▶ _What you should do_
Answer these questions from the BES caching notes below:
1. How many writers may access the decompression space at any time?
2. What must the main cache store for read access to all of the cache items?
3. For which BES command is the delegate-function feature to be added?

▶ _Page excerpt_
To support exteranal access
  • NcML handler becomes a HTTP client
  • Might require remote URLs to be listed explicitly? Performance implemented

BES Internal Caching

Caching compressed data
  • The BES caching issue is only regarding the compressed files, their decompression and maintaining a restricted 'cache' size.
  • This caching scheme needs to include a two stage cache where a single space with no size limit is used for at most one item. This is used for the actual decompression phase. Only one writer may access this at any time.
  • A second space is used to store N-bytes of decompressed files. This space must lock all accesses during a write (and must block on both reads and writes). Call this the 'main cache.'
  • The main cache must store spin locks for read access to all of the cache items.
  • Modify access to items in the cache so that they are accessed using an object such that it's dtor updates the spin lock (so that the spin lock is manged even when exceptions are thrown).
  • The object (above) also provides access to a path to the cached item; this path is accessed and passed to the handlers.
  • See libdap's HTTPCache and Response classes for an example implmentation
Caching binary objects
  • While it's desireable it's also really hard to retro-fit
  • To serialize the DDS we would have to serialize BaseType and all of the concrete classes that are derived from it (NCByte, ...)
  • It's not clear that caching these kinds o objects will provide a huge benefit for users/clients.
The NcML handler will have to do its own caching and add information to HTTP caching GETs
  • It will need to support the Last Modified Time of aggregations if we're going to get caching systems like Squid working correctly. Actually, for ANY ncml file, not just aggregations, we need to give the BES a proxy for the modification time. The wrapped dataset could change, but not the NcML, which implies the cache is invalidated but not reflected by the ncml file time.
  • This will need to be a feature added to the BES for the showInfo command. Basically, it will need to allow the modules to register a delegate function to fill in the info response for a given file. This include the last modified time as well as the size of the file, since the NcML does not reflect the size of the actual wrapped dataset. The default response (for no delegate registered) will be the current BES behaviour of filling in the file mod time and size.

Lunch

James : Veggie Burger
Dan : Something tasty
Patrick : Veggy Burger
Michael : Corned Beef on Rye
Nathan : Chikin Salad

BES module architecture

  • Show Version: This is a built-in BES command
  • <showVersion .../>
  • show version --> BESVersionResponseHandler (if this mapping exists, then we can build a response for this command)

▶ _Dataset rows_
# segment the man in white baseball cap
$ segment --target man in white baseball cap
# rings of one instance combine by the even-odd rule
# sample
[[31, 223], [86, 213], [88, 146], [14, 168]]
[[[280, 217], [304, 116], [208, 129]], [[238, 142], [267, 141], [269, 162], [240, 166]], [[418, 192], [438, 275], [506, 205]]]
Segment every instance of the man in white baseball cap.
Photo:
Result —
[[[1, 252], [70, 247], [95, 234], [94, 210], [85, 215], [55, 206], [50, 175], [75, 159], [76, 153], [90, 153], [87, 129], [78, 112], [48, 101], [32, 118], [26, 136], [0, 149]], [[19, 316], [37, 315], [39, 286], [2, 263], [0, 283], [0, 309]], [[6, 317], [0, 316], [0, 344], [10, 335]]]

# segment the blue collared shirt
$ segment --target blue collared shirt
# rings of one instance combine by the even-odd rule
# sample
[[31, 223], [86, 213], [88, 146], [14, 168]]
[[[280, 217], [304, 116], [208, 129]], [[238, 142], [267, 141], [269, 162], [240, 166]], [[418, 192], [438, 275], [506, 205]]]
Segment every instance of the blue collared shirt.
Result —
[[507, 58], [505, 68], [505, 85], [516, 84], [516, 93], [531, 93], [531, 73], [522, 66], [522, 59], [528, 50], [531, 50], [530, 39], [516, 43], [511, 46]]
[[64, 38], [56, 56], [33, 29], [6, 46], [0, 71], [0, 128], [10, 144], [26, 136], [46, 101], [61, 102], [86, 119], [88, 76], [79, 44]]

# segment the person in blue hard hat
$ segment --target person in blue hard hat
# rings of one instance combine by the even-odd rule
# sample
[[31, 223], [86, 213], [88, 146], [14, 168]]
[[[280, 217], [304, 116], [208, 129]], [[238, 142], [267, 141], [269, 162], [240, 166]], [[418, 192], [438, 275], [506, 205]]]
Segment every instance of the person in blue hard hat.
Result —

▶ _Response for this exercise_
1. Only one writer.
2. Spin locks.
3. The showInfo command.